What needs to be done:
Beginning at the line with "target: dark forest background", output each line to the end of the listing below exactly, please.
++++ Task material ++++
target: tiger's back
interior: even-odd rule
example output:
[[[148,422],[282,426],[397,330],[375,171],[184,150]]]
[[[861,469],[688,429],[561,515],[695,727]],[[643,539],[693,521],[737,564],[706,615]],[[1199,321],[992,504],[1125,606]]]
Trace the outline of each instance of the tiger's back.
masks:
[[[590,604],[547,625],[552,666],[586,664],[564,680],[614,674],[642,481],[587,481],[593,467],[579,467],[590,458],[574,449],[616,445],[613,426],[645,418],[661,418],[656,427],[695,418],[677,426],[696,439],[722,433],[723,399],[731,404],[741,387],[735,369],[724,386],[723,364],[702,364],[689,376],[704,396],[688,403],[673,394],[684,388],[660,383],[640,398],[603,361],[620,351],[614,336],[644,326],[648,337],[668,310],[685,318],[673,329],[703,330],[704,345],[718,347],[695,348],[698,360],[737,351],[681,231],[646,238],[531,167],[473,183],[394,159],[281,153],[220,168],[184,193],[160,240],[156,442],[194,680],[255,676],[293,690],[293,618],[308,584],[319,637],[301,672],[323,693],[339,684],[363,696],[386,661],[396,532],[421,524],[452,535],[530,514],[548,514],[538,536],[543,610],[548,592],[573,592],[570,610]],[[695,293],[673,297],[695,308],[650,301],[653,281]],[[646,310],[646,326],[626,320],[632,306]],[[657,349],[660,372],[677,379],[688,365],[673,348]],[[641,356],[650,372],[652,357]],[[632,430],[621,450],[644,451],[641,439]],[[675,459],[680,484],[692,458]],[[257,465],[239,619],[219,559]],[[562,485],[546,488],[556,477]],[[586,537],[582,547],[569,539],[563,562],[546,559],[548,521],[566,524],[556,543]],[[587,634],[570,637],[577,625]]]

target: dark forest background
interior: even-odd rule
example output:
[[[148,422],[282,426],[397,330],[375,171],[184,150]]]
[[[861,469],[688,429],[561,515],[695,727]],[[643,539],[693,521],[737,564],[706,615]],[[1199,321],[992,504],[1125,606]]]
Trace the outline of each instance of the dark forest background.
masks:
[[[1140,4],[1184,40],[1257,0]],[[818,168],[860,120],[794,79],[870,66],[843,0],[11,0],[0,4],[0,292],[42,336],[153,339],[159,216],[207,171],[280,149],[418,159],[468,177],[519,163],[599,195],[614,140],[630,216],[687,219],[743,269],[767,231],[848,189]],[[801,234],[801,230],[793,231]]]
++++
Complete response:
target: dark forest background
interior: even-odd rule
example output:
[[[148,422],[282,426],[397,330],[375,171],[184,150]]]
[[[861,469],[688,429],[561,515],[695,727]],[[643,539],[693,521],[737,564],[706,615]],[[1199,321],[992,504],[1125,606]]]
Trace the outline of each instance of the dark forest background.
masks:
[[[1140,4],[1184,40],[1257,0]],[[818,168],[860,120],[794,79],[870,66],[843,0],[11,0],[0,4],[0,292],[42,336],[153,339],[159,216],[207,171],[280,149],[418,159],[468,177],[519,163],[599,195],[614,140],[630,216],[687,219],[743,269],[767,231],[848,189]],[[801,234],[801,230],[793,231]]]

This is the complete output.